Directions for this task: The records below are to be retyped in full, without any alteration.

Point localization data

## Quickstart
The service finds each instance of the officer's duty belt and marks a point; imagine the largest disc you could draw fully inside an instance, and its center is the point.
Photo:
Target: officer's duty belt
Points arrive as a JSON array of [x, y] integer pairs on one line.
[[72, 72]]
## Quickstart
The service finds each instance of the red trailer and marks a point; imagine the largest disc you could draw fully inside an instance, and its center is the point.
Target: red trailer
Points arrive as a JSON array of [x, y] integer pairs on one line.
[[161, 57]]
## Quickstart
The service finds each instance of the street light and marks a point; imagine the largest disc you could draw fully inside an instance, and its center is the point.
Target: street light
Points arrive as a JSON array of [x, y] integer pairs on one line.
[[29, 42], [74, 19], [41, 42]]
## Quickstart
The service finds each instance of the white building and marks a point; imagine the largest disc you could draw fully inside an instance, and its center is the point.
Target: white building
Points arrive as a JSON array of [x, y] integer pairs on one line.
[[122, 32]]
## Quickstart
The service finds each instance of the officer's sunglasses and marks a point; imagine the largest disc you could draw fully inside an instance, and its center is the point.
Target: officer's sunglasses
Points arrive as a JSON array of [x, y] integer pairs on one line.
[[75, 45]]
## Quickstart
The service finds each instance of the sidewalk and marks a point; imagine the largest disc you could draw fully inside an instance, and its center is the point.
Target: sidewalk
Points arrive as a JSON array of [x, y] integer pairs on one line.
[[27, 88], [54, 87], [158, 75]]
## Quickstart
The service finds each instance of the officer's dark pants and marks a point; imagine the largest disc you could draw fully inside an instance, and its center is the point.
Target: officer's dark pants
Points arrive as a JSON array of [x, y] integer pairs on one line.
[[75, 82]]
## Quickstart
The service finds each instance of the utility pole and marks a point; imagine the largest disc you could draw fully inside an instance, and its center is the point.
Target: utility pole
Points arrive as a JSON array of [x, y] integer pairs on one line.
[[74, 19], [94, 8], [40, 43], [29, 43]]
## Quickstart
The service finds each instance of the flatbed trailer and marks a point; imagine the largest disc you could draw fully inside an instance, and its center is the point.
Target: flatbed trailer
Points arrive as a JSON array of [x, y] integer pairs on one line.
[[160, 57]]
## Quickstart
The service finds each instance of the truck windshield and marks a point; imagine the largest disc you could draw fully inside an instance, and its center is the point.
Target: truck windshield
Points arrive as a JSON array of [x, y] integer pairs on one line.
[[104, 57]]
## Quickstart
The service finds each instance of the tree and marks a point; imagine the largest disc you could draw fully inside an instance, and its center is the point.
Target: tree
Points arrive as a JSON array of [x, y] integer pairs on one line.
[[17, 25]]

Task solution:
## Quickstart
The service finds each instance of the officer's duty belt and marks a point; imagine the largest disc you could draw fully inside an instance, and its center is the point.
Photo:
Target: officer's duty belt
Points arrive as a JSON array of [x, y] integer pairs on one line.
[[72, 72]]
## Quickstart
The service finds each instance of the red trailer and marks a point; imagine the largest disc you could draw fully inside an instance, and its center is the point.
Target: red trailer
Points arrive as a JSON array of [x, y] integer pairs on one line.
[[161, 57]]
## Quickstart
The service finds each instance of the street light and marks a point; imagine the largest disc you could draw fully inside an instance, and its center is the point.
Target: street light
Points arrive as a JSON array of [x, y] integer pairs on one line.
[[29, 42], [74, 19], [41, 42]]
## Quickstart
The service finds each instance of the white building and marks a point; imagine the largest disc you could draw fully inside an instance, and its center is the point.
Target: white building
Points arrive as a JSON array of [x, y] integer pairs on one line.
[[122, 32]]
## Quickstart
The service finds each instance of the officer's sunglasses and marks a point; imagine the largest disc you could draw fully inside an instance, and its center is the point.
Target: officer's sunglasses
Points arrive as a JSON array of [x, y] integer pairs on one line.
[[75, 45]]
## Quickstart
The service finds each instance of the sidewalk and marks a point; imagine the largest disc you could draw fully inside an instance, and its center is the point.
Target: sidewalk
Points arrive as a JSON array of [x, y] integer pairs on one line.
[[27, 88], [54, 87], [158, 75]]
## Quickstart
The service finds each instance of the officer's dark pants and marks a point; imagine the largest disc you could draw fully inside an instance, and its center is the point.
Target: officer's dark pants
Points arrive as a JSON array of [x, y] integer pairs on one line.
[[75, 82]]
## Quickstart
The service finds each instance of the utility pole and marks a point; imagine the largest disc you could draw fully inside an instance, and its center is the point.
Target: utility pole
Points arrive as a JSON array of [x, y] integer pairs on one line.
[[74, 19], [94, 8], [40, 43], [29, 43]]
## Quickstart
The service finds each instance of the flatbed trailer and marks a point; imagine the largest disc you could draw fully inside an instance, and its center is the point.
Target: flatbed trailer
Points arrive as a JSON array of [x, y] integer pairs on one line.
[[160, 57]]
## Quickstart
The service finds each instance of the truck windshield and marks a point; imagine the largest disc you could draw fully inside an instance, and its center is the point.
Target: truck windshield
Points arrive as a JSON array of [x, y] integer pairs on one line.
[[104, 57]]
## Quickstart
The service finds each instance of the tree and marks a point; imagine the largest disc you could draw fully inside an instance, and its center is the point.
Target: tree
Points arrive as a JSON array of [x, y] integer pairs on one line.
[[17, 25]]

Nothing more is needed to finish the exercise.